(Excerpts of pointing data)
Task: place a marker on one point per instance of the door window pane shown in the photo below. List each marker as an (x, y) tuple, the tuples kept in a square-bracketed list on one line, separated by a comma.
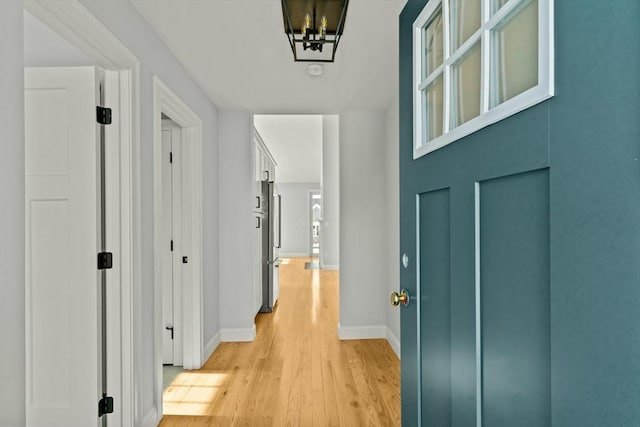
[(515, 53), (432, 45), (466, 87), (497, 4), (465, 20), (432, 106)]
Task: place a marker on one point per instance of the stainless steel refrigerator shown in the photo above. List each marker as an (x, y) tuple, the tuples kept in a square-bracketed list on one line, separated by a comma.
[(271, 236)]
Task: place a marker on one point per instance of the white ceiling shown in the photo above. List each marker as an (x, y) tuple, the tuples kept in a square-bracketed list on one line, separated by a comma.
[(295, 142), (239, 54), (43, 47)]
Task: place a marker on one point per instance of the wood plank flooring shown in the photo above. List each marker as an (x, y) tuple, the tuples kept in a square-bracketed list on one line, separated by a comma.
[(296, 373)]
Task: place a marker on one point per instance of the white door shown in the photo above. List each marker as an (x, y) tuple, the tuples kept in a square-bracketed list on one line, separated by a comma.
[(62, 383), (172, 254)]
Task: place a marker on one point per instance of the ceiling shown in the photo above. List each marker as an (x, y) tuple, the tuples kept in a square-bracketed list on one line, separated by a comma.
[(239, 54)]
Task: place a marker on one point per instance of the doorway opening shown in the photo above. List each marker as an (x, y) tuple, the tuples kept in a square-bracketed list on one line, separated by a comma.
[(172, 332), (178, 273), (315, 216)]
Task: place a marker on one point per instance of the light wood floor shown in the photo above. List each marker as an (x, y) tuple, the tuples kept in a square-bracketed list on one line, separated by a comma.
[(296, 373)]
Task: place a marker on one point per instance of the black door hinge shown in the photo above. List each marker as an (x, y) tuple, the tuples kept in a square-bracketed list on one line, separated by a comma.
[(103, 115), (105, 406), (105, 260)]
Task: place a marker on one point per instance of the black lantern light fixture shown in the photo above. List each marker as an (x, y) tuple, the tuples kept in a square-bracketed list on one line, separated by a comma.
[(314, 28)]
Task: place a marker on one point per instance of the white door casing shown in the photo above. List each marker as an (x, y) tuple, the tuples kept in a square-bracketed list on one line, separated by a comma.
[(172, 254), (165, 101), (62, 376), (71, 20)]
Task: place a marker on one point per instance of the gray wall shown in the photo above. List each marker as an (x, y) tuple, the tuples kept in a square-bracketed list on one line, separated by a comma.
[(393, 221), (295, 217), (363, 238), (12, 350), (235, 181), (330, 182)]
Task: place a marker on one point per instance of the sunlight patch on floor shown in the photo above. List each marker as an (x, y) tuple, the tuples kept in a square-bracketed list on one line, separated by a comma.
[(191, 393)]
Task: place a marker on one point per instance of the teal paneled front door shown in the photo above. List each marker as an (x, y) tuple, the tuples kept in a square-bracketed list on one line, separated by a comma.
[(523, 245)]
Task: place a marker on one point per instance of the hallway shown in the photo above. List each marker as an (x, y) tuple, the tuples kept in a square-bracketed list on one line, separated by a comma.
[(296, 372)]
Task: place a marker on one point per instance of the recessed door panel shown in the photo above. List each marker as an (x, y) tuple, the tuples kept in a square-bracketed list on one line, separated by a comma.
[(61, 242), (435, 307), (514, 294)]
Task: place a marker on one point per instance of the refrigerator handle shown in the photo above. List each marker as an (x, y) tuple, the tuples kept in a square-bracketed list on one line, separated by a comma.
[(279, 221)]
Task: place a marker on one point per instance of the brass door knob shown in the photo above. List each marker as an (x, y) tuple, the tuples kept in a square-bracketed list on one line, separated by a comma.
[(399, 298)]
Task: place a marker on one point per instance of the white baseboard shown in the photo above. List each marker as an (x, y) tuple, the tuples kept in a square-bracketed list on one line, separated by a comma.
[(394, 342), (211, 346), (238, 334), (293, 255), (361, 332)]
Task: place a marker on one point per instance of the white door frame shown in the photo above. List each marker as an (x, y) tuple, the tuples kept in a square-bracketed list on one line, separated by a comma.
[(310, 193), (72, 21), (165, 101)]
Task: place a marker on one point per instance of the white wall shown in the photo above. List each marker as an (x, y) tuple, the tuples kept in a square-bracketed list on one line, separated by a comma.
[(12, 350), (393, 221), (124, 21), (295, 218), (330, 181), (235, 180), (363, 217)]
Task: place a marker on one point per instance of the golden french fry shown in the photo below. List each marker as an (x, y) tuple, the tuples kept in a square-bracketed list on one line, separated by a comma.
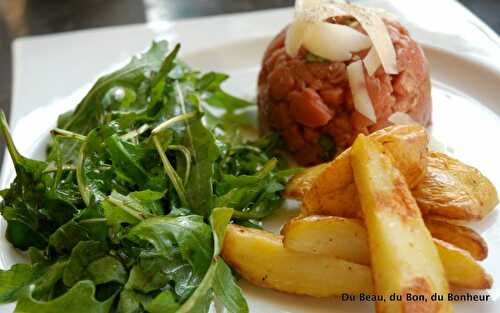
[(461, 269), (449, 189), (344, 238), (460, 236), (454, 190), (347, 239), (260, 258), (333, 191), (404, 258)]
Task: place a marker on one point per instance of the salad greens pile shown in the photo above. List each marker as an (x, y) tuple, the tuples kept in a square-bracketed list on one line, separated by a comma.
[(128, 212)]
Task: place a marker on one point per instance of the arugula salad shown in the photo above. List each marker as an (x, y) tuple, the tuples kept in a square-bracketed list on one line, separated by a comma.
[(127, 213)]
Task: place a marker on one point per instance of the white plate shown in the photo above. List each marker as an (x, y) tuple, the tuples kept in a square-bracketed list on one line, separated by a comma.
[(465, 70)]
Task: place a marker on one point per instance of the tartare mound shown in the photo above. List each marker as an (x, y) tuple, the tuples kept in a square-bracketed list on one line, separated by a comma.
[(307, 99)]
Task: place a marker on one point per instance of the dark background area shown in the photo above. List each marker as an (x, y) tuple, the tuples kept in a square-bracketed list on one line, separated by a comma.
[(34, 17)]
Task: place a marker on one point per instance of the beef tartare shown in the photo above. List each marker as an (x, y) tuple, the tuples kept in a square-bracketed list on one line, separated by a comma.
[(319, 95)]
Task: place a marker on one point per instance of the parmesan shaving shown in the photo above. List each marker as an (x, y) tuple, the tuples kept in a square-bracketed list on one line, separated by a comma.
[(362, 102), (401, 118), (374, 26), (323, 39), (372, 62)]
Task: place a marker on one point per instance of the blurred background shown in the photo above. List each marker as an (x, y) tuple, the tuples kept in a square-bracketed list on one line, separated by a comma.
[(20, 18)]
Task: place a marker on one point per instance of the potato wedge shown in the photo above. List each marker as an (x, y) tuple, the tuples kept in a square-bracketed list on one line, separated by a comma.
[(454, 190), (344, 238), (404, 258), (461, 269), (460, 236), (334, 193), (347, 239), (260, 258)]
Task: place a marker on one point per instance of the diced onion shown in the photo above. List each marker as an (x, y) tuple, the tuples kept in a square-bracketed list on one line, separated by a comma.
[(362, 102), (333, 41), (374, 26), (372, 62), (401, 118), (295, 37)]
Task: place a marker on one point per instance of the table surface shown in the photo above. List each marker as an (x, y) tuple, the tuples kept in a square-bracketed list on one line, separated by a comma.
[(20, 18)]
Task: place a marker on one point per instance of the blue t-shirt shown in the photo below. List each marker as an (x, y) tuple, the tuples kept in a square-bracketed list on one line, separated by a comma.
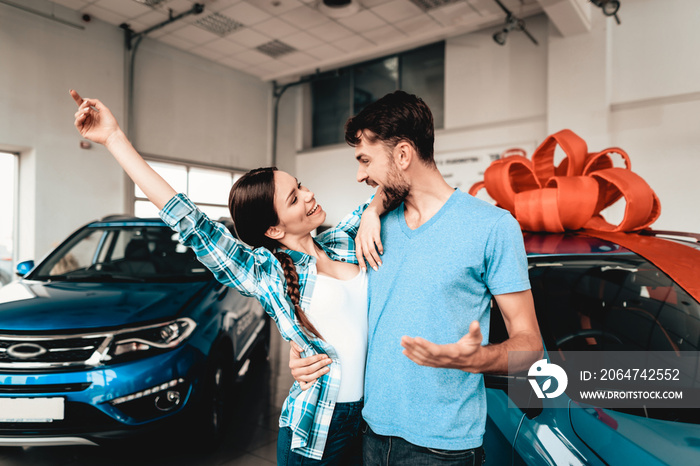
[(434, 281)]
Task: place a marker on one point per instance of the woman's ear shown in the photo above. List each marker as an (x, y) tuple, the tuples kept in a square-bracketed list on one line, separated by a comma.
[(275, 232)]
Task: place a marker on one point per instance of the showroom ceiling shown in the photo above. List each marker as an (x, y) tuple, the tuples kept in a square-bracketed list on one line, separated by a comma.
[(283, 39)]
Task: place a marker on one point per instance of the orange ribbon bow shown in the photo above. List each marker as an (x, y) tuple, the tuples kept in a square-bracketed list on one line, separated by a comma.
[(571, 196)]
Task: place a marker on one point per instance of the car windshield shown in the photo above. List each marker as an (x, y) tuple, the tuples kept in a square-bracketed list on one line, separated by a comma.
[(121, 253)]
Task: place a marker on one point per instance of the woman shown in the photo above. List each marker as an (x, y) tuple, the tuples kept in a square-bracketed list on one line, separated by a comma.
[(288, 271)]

▶ [WHAT THE EXERCISE ASKS]
Can you format every line of the records above as a JSON list of strings, one string per line, with blank lines dropped and the pictures left out?

▶ [RESULT]
[
  "Task: place a marker on one point per instance of the door window pane shown in the photo below. List each marker as an (x, y) tuple, the tuples kept in a square-bracketed list on one line, separated by a comma.",
  "[(515, 53), (432, 45), (466, 87), (497, 4), (465, 20), (432, 106)]",
  "Task: place a marker on one point per instance of the stainless steel refrigerator shown in the photo above. List each marker as an (x, y) tuple, the tuples kept in a square-bracketed list on one line, separated by a comma.",
  "[(271, 236)]",
  "Task: place a marker on one point per instance of the white ceiling shown in the photo above. List each marker as an (x, y) tuple, the tuples kept in a square-bracketed list on one line, separated by a comma.",
  "[(295, 142), (239, 54), (43, 47)]",
  "Task: place a marker on one point per instance of the wood plank flooring shown in the photo above. List each marker as an (x, y) tuple, the tuples kept in a square-bracketed list on one line, separated by a comma.",
  "[(296, 373)]",
  "Task: place a marker on one point per instance of the white door shown in the photo above. List each marker as an (x, y) tuple, the tuples kept in a square-bracketed list on one line, separated by a comma.",
  "[(62, 383), (172, 254)]",
  "Task: place a marker on one point per instance of the ceiling shown in the photo above. List each marker as an (x, y) tuple, the tuples kept in a square-bracketed list on one line, separated by a comma.",
  "[(239, 54)]",
  "Task: place a marker on one point per instance of the doorway opening shown in the photo above. List each marker as an (x, y) tuple, the tuples kept in a square-bracketed list on one line, separated by a comma.",
  "[(172, 332), (178, 273), (315, 216)]",
  "Task: place a marker on one point per instance of the light wood floor shown in the photo above. List each marker as an (x, y) tuple, the tuples kept in a square-bracketed list on one line, separated by a comma.",
  "[(296, 373)]",
  "Task: place a marker on one point per instance of the black door hinge shown in the photo above. List each marker as an (x, y) tuple, the tuples kept in a square-bracketed list on one line, separated by a comma.",
  "[(103, 115), (105, 406), (105, 260)]",
  "Task: place a marker on one point per instance of the black lantern light fixture shown in the photo above. List each marker as an (x, y) tuple, the tuples kept in a square-bracketed list on one line, separated by a comma.",
  "[(314, 28)]",
  "Task: place a marker on one point per instance of the white door casing shown in the photo above. List each marker as an (x, y) tuple, the tuples kept in a square-bracketed list on one line, separated by a comma.",
  "[(172, 254), (165, 101), (62, 376), (71, 20)]",
  "Task: place a marker on one point per instance of the gray wall shown in the photo above. List each marker as an (x, y) tuple, the tuples kept in a square-bracketed list on one line, separated by a comma.",
  "[(393, 221), (295, 217), (363, 238), (12, 350), (235, 181), (330, 182)]",
  "Task: place a marker on one point per instance of the sunlight patch on floor shown in the photo above. List each marker as an (x, y) tuple, the tuples kept in a square-bracketed list on one line, separated by a comma.",
  "[(191, 393)]",
  "Task: place a marker on one point per instance of the teal paneled front door shown in the photo above. List each marker as an (x, y) tuple, the tuples kept in a square-bracketed list on one line, separated by a comma.",
  "[(523, 245)]",
  "Task: place a marker on one point per instance of the hallway shown in the photo above. List each marker as an (x, y) tuple, the tuples kept in a square-bracketed list on one line, separated by a comma.",
  "[(296, 372)]",
  "Task: place a marker on one point per instance of the recessed door panel shown in the photo above. List each marker as an (x, y) tuple, the tuples kept in a square-bracketed list on one line, separated by a comma.",
  "[(61, 242), (435, 307), (514, 294)]",
  "Task: place a marker on one point per instance of the refrigerator handle shown in the photo above. List each marker as an (x, y) tuple, the tuples kept in a square-bracketed list on one line, separated by a comma.",
  "[(279, 221)]",
  "Task: place a marker on one point per instance of the brass door knob shown in the photo above. List each marker as an (x, y) tuple, the tuples kept in a square-bracketed list on one line, separated by a comma.",
  "[(399, 298)]",
  "Task: place a marker on one point per instance of the white baseboard shown in the photo above. List each marker as an (x, y) tuple, the tuples kept in a square-bracketed list on one line, separated by a comma.",
  "[(394, 342), (211, 346), (238, 334), (293, 255), (361, 332)]",
  "Task: place a marker on one point per instance of the white door frame shown in the photo above. List each marker as an (x, y) tuple, the tuples kept in a square-bracketed list on one line, separated by a comma.",
  "[(310, 193), (72, 21), (165, 101)]",
  "Task: place a marker on one point per instance of the white wall shown in the photo above. List each marker as an (x, y) tuple, the tuples kept in a square-bracketed list on one line, separated by a comma.",
  "[(12, 350), (393, 221), (124, 21), (295, 218), (330, 181), (235, 180), (363, 217)]",
  "Task: place a marker on one point per instance of the golden french fry shown in the photo below. List each marker as an (x, y) tuple, the tuples kept in a square-bracketed list on one line, separated by a comma.",
  "[(461, 269), (449, 189), (344, 238), (460, 236), (454, 190), (347, 239), (260, 258), (333, 191), (404, 258)]",
  "Task: place a marker on one point per instance of the salad greens pile shown in the photo above. List each marker as an (x, y) tuple, the tuples kept in a square-bracketed list on one line, separated by a comma.",
  "[(128, 212)]",
  "Task: place a marker on one point per instance of the arugula salad shown in the photo above. List each marker as an (x, y) tuple, the tuples kept in a square-bracketed list on one line, separated by a comma.",
  "[(127, 213)]",
  "Task: place a marker on one point per instance of the white plate shown in the photo above. List each marker as an (x, y) tuple, the tuples kept in a square-bracketed list on one line, separated by a comma.",
  "[(465, 70)]",
  "Task: place a marker on one point per instance of the tartare mound shown in the photo above. List each marker as an (x, y) tuple, the tuples kept in a square-bracketed list on one line, separated by a comma.",
  "[(307, 99)]",
  "Task: place a marker on one point per instance of the dark background area shown in the photo above. List each marker as an (x, y) tuple, the tuples kept in a square-bracketed list on one line, separated by a comma.",
  "[(34, 17)]",
  "Task: place a marker on one point per instance of the beef tartare shown in the photo above. List each marker as an (x, y) tuple, the tuples kept in a square-bracketed list on one line, separated by a comma.",
  "[(319, 95)]",
  "Task: place a marker on one point per instance of the parmesan shaving shown in the photo above. List each marker as an (x, y) tuple, the tuples kept in a square-bracketed list on one line, separated by a comma.",
  "[(362, 102), (401, 118), (374, 26), (323, 39), (372, 62)]",
  "Task: place a marker on one point per instance of the blurred background shown in the photo above. List each marker as an (x, y) tuple, the tuples kept in a square-bracketed list on one line, separated by a comma.",
  "[(20, 18)]",
  "Task: place a marker on one point per instance of the potato wedge shown in the photo above. List each marker as an (x, y) tuple, the tuples kept in a square-bracketed list on one line, separated by a comma.",
  "[(454, 190), (344, 238), (404, 258), (461, 269), (460, 236), (334, 193), (347, 239), (260, 258)]",
  "Task: place a marker on one point per instance of the diced onion shown in the photo above. List each marker as an (x, y) tuple, the tuples kept in a square-bracketed list on one line, separated by a comma.",
  "[(362, 102), (333, 41), (374, 26), (372, 62), (401, 118), (295, 37)]",
  "Task: place a marker on one point per instance of the table surface shown in the photo above. List each marker as an (x, y) tuple, the tuples kept in a square-bracketed list on one line, separated by a comma.",
  "[(20, 18)]",
  "Task: place a marker on one point per instance of the blue t-shirt shown in the photo below. List each marker as an (x, y) tuple, the tuples kept in a square-bracketed list on one line, separated by a comma.",
  "[(434, 281)]",
  "Task: place a marker on one point per instance of the woman's ear shown in the photo above. List each marker as an (x, y) tuple, the tuples kept in a square-bracketed list on one line, separated by a comma.",
  "[(275, 232)]",
  "Task: place a marker on one point per instance of the showroom ceiling shown in the photo above. List each marker as an (x, y) tuple, the tuples kept in a square-bracketed list on one line, separated by a comma.",
  "[(283, 39)]",
  "Task: place a marker on one point per instance of the orange ribbon bow shown in the photo above. List each marker as an (x, y) tuple, the tuples kept in a square-bracketed list on one line, separated by a comma.",
  "[(571, 196)]",
  "Task: place a marker on one point per instance of the car windshield shown in the photo above. List each marker as an (x, y) tuple, the tuples kept in a square-bracketed list on one line, separated by a comma.",
  "[(121, 253)]",
  "Task: place a marker on one point per instance of the woman shown in the photo above. List each marker as an (x, y) tuple, the tuples kept in a square-bracketed list on one line, separated by a comma.",
  "[(288, 271)]"
]